As tuas tarefas
[a] Passa para inglês esta frase do texto sobre o Rendimento Básico Incondicional: "Por isso é justo que o Rendimento Básico Incondicional comece por eles."
[b] Diz se cada afirmação está de acordo com o texto sobre o Rendimento Básico Incondicional, respondendo sim ou não e citando as palavras do texto que o decidem: (i) Em abril de 2010, quem escreve já tinha ouvido falar do Rendimento Básico Incondicional. (ii) Depois da conferência, quem escreve ficou quase uma semana em Bruxelas. (iii) As ligações aéreas na Europa continuaram a funcionar normalmente.
[c] Retoma o texto sobre o Rendimento Básico Incondicional logo a seguir à última frase e continua-o.

Excerto do documento
Os seres humanos têm-se construído acossados: temos uma inteligência que nos dá a ilusão de liberdade, temos um corpo de que só conseguimos cuidar se nos submetermos à paternalista organização socio-laboral existente: “trabalha primeiro, sustento-te depois”, é a chantagem a que estamos sujeitos. A Humanidade vive ainda a sua adolescência, a sociedade não confia que um indivíduo produza alguma coisa de útil se não estiver sujeito a esta chantagem. Os artistas são os únicos loucos, ou quase, libertos dela, já que ao seu trabalho poucas vezes corresponde sustento. E mesmo assim trabalham.
Por isso é justo que o Rendimento Básico Incondicional comece por eles.
Em abril de 2010, fui convidada para falar da condição dos artistas pelo European Writers Council. Propus então uma versão envergonhada do que propus agora. Nessa altura, nunca tinha ouvido falar do Rendimento Básico Incondicional, julgava que se tratava de uma utopia só minha. Não é. E não é uma utopia, sequer. Depois da conferência fiquei quase uma semana retida em Bruxelas por causa da erupção de um vulcão islandês com um nome impronunciável. Paradas as ligações aéreas entre grande parte da Europa, estando as terrestres esgotadas, restava-me esperar no caos que de repente se instalou.
Na conferência, tinha terminado a minha participação com uma pequena história; pretendia com essa ficção responder à pergunta que estará também agora na cabeça dos que me ouvem: que sentido faz dar primazia aos artistas na atribuição de tal rendimento se não há garantia que os artistas venham a criar alguma coisa artisticamente relevante?

Excertos dos itens
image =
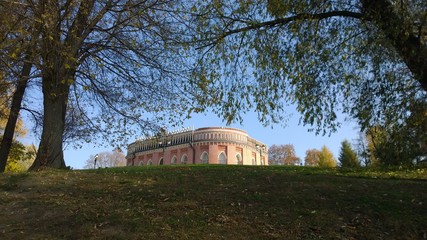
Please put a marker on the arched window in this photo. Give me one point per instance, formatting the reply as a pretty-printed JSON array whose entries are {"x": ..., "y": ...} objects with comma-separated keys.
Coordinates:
[
  {"x": 222, "y": 158},
  {"x": 205, "y": 158},
  {"x": 239, "y": 159},
  {"x": 184, "y": 159},
  {"x": 173, "y": 161}
]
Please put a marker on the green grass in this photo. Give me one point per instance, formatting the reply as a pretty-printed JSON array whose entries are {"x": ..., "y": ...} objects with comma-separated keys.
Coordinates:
[{"x": 214, "y": 202}]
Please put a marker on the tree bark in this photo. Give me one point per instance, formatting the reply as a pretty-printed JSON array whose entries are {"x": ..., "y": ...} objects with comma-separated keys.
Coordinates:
[
  {"x": 9, "y": 131},
  {"x": 55, "y": 93}
]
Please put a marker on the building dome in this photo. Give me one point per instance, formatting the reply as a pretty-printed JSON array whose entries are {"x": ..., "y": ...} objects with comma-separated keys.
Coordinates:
[{"x": 208, "y": 145}]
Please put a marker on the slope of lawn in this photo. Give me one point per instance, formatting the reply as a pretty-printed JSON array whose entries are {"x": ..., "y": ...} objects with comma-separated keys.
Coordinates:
[{"x": 214, "y": 202}]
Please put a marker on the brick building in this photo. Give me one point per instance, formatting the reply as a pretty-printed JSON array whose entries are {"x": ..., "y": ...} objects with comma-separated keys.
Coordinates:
[{"x": 210, "y": 145}]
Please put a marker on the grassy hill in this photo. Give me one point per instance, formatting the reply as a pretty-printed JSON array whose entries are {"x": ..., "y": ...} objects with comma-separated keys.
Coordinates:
[{"x": 214, "y": 202}]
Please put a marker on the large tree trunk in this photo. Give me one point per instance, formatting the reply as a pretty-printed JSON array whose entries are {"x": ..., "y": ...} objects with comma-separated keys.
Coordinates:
[
  {"x": 9, "y": 131},
  {"x": 55, "y": 94}
]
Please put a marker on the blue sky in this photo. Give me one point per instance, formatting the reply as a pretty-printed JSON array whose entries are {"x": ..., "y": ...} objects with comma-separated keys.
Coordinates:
[{"x": 291, "y": 134}]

Resultados do exercício
[a] That is why it is fair for the Unconditional Basic Income to start with them.

[b]
(i) Não: "Nessa altura, nunca tinha ouvido falar do Rendimento Básico Incondicional"
(ii) Sim: "Depois da conferência fiquei quase uma semana retida em Bruxelas"
(iii) Não: "Paradas as ligações aéreas entre grande parte da Europa"

[c]
Deixem-me que vos conte também essa pequena ficção:
Um telefone toca a meio da noite numa esquadra de polícia. Uma criança foi avistada, perdida num bosque. A polícia disponibiliza todos os meios para encontrar essa criança. Não há uma descrição precisa da criança e os agentes, dispersos em campo, têm apenas uma ideia vaga daquilo de que estão à procura. Uma ideia que será eventualmente muito diferente de agente para agente. Se a criança chegar a ser encontrada, sê-lo-á só por um dos agentes. No entanto, todos concordamos que deverá haver mais do que um agente a procurá-la. Não fosse a escassez de recursos, diríamos até que todos deveríamos envolver-nos na busca. A probabilidade de a criança ser encontrada é tanto maior quanto maiores forem os meios disponibilizados. Ainda que não possa haver garantia de que a criança será encontrada. Talvez a criança nem sequer exista. Talvez tenha sido um falso alarme.
Uma obra artística é como a criança perdida nos bosques. Os artistas são os agentes dispostos a procurá-la, dispostos a correr o risco de regressarem a casa de mãos vazias, dia após dia, sem a terem encontrado. Poderá levar dias, meses, anos até que a busca dê resultados. E a criança poderá mesmo nunca ser encontrada.
Deveremos por isso abandoná-la?
Eu digo que não. Mas para tanto temos de criar condições para que os agentes continuem em campo.
Uma semana depois da conferência em Bruxelas, o vulcão tinha já adormecido outra vez. A minha proposta ficou esquecida e esta pequena história também. Tudo regressou à anormal normalidade que nos trouxe até aqui, à anormal normalidade a que não podemos regressar, a que não nos deixarão regressar, a que não queremos regressar. Por certo, nenhum vulcão entrará agora em erupção, mas ficaremos retidos bem mais do que uma semana. Se não mudarmos o nosso comportamento a terra não deixará de tremer. Ou pelo menos, sobre ela, a humanidade.